[[ Excerpt open ]]

There’s Nothing to be Afraid of By Caroline Kanavatsas, staff reporter.

Anxiety can start for many reasons, such as taking a test, peer pressure, or getting in trouble for doing something negative. Anxiety disorders are one of the most common mental illnesses in teenagers.

According to tandemjouney.org, anxiety is associated with depression, suicidal thoughts, and teen suicide.

A psychologist determines if it’s an anxiety disorder by looking at the symptoms and the degree of them can indicate a specific anxiety disorder, according to medicinenet.com. It is normal to feel anxiety, but if it lasts longer for a few months, it can be diagnosed as a disorder.

Teenage-anxiety.co.uk states that, “approximately fifteen percent of the population experience anxiety disorders, with teenage anxiety disorders as the fastest growing.”

“As teenagers’ minds and bodies develop, they are particularly vulnerable to having feelings of excessive fear,” says Teenage-anxiety.co.uk.

“When I feel nervous I try to think of encouraging thoughts,”  Gabriella Luciano said, junior.

“Anxiety affects a lot of teenagers, and it is the teenage version of depression,” Peter Vercchio said, sophomore.

There are different types of anxiety disorders that teenagers can face. The most common one is called generalized anxiety disorder, also known as GAD. If someone has an anxiety that lasts for a few months, and if it involves thoughts of irrational fears, it can be classified as GAD.

“Approximately 30% of teenagers come to me to discuss anxiety related problems. I believe teenagers develop problems at such a young age because, they’re under a lot of pressure. Such as social pressure and because academic requirements are higher than they have ever been,” says Mr. Lumetta, guidance counselor.

“If constant worries and fears distract you from your day-to-day activities, or if you’re being troubled by a persistent feeling that something bad is going to happen, it can be classified as an anxiety disorder.” states helpguide.org

Other forms of anxiety disorders are: social anxiety disorder, and obsessive compulsive disorders. Panic disorders are sudden and repeated attacks of fear that last for several minutes, according to nbci.gov. They usually show up in people younger than 25 years old.

Some symptoms of a panic disorder are: dizziness, feeling faint, hot flashes or chills, rapid heart beat, feelings of being out of breath or choking. Some ways it can be treated is by going to therapy for help, and taking anti-depression medicine.

[[ Excerpt closed ]]
[[ Dataset content open ]]

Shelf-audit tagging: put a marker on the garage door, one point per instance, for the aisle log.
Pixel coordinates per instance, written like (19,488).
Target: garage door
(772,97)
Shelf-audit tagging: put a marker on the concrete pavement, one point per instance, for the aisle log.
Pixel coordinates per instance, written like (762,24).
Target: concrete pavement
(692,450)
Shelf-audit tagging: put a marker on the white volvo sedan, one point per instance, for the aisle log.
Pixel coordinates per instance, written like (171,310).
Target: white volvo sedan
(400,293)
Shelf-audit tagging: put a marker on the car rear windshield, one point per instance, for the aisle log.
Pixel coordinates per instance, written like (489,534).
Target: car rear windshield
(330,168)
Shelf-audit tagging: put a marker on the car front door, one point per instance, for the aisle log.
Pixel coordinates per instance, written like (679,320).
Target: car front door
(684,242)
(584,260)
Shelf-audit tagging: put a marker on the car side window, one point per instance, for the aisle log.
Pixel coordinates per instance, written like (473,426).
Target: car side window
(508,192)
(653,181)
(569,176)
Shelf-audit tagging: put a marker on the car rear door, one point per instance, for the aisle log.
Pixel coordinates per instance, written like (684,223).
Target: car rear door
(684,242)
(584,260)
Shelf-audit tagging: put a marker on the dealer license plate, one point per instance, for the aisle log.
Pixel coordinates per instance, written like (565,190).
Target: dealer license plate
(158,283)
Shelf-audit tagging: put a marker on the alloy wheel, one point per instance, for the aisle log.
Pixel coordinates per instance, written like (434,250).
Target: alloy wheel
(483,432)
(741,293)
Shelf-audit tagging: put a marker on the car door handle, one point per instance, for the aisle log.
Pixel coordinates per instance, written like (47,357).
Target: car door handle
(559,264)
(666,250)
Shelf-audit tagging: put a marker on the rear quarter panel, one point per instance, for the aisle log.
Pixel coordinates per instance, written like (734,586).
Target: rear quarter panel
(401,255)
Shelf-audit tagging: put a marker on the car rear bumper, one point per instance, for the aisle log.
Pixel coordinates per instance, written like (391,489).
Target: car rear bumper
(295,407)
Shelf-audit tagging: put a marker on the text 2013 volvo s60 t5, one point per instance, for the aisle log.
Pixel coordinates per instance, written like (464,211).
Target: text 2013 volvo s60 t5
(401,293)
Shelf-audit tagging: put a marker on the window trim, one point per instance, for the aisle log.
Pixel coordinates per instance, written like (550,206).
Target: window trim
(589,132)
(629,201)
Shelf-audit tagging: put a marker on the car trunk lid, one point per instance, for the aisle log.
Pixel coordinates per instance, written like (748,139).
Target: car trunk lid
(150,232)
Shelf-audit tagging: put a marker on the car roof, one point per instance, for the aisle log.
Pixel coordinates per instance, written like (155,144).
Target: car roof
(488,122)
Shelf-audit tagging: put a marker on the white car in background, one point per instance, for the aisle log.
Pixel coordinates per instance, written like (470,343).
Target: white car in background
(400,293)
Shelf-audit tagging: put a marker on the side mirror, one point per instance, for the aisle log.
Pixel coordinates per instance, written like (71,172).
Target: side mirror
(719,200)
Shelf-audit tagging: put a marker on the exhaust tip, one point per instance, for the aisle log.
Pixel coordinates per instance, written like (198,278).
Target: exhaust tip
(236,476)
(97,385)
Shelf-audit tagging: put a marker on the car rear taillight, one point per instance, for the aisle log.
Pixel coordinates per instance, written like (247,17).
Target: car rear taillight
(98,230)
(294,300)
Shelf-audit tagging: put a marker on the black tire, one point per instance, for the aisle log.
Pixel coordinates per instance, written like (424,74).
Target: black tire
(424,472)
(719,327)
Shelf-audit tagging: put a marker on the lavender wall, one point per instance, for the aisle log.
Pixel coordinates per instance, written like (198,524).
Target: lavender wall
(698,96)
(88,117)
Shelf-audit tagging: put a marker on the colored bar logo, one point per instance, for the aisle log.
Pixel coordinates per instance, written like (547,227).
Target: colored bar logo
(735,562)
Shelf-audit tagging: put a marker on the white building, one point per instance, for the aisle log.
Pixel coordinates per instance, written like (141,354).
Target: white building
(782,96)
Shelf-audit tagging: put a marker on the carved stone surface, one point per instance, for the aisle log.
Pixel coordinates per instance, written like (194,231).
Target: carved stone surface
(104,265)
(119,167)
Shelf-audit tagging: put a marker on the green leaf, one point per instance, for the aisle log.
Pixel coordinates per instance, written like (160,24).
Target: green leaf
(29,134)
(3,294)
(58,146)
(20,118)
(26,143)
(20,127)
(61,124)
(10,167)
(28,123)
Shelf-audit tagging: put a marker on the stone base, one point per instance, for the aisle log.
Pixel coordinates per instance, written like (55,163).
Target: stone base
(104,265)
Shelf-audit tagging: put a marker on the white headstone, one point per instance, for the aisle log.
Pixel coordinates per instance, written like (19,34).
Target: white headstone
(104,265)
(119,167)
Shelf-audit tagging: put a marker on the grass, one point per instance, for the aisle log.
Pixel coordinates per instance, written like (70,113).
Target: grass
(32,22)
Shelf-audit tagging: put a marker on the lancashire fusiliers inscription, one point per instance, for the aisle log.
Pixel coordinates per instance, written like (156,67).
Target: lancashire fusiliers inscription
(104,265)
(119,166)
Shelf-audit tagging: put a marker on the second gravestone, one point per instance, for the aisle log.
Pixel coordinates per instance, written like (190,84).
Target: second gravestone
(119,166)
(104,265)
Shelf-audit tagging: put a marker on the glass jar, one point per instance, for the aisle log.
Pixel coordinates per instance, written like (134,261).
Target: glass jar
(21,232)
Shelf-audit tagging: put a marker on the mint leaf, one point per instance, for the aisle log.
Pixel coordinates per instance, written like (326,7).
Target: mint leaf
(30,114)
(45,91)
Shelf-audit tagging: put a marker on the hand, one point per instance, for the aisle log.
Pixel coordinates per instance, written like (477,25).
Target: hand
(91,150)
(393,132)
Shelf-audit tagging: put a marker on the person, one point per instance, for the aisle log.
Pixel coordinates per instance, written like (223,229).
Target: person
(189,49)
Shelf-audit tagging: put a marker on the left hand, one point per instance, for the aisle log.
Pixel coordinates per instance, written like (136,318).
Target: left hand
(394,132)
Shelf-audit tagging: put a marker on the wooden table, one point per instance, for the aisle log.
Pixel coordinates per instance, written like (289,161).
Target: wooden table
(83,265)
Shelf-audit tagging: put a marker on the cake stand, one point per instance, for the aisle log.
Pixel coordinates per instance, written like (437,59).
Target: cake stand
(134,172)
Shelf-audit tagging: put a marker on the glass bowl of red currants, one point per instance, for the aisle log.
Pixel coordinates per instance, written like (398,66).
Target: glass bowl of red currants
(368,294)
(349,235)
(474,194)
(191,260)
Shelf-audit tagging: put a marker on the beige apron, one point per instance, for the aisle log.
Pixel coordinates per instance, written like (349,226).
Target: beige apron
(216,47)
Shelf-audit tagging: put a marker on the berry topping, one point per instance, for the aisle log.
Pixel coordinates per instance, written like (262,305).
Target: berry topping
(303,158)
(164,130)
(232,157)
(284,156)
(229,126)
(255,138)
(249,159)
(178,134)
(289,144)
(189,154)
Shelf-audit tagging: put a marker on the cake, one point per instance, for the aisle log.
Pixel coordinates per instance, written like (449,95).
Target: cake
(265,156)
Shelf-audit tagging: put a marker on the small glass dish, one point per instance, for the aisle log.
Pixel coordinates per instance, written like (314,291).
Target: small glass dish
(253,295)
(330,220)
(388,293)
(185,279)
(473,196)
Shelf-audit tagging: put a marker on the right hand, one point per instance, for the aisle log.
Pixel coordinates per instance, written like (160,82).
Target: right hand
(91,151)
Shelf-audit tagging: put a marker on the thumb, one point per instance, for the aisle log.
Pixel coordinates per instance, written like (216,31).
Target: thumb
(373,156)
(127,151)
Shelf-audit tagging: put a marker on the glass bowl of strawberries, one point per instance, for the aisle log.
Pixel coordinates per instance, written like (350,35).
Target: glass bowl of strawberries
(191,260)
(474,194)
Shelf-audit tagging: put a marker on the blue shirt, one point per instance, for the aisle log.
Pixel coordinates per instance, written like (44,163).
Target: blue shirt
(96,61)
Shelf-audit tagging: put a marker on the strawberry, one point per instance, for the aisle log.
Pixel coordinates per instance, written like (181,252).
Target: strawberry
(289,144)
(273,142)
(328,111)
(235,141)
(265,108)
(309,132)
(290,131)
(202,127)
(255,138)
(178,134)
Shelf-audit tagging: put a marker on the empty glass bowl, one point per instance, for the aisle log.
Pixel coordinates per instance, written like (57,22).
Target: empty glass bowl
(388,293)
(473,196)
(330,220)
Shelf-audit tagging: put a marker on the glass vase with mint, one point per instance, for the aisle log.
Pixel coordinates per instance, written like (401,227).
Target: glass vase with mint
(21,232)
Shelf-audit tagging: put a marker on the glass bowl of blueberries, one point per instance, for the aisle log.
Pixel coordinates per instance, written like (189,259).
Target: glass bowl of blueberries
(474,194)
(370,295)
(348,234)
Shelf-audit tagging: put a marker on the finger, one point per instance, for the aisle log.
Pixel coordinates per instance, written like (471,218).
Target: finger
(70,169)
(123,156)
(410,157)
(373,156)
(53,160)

[[ Dataset content closed ]]

*Task 1*. According to the article on teen anxiety, what is the most common type of anxiety disorder?
*Task 2*. Switch "teenagers" to "adolescents" in the article on teen anxiety and write out the passage that begins at the words "There are different" and stops after "classified as GAD.".
These rows come from a source separate from the article on teen anxiety.

*Written reply 1*. Generalized anxiety disorder, also known as GAD.

*Written reply 2*.
There are different types of anxiety disorders that adolescents can face. The most common one is called generalized anxiety disorder, also known as GAD. If someone has an anxiety that lasts for a few months, and if it involves thoughts of irrational fears, it can be classified as GAD.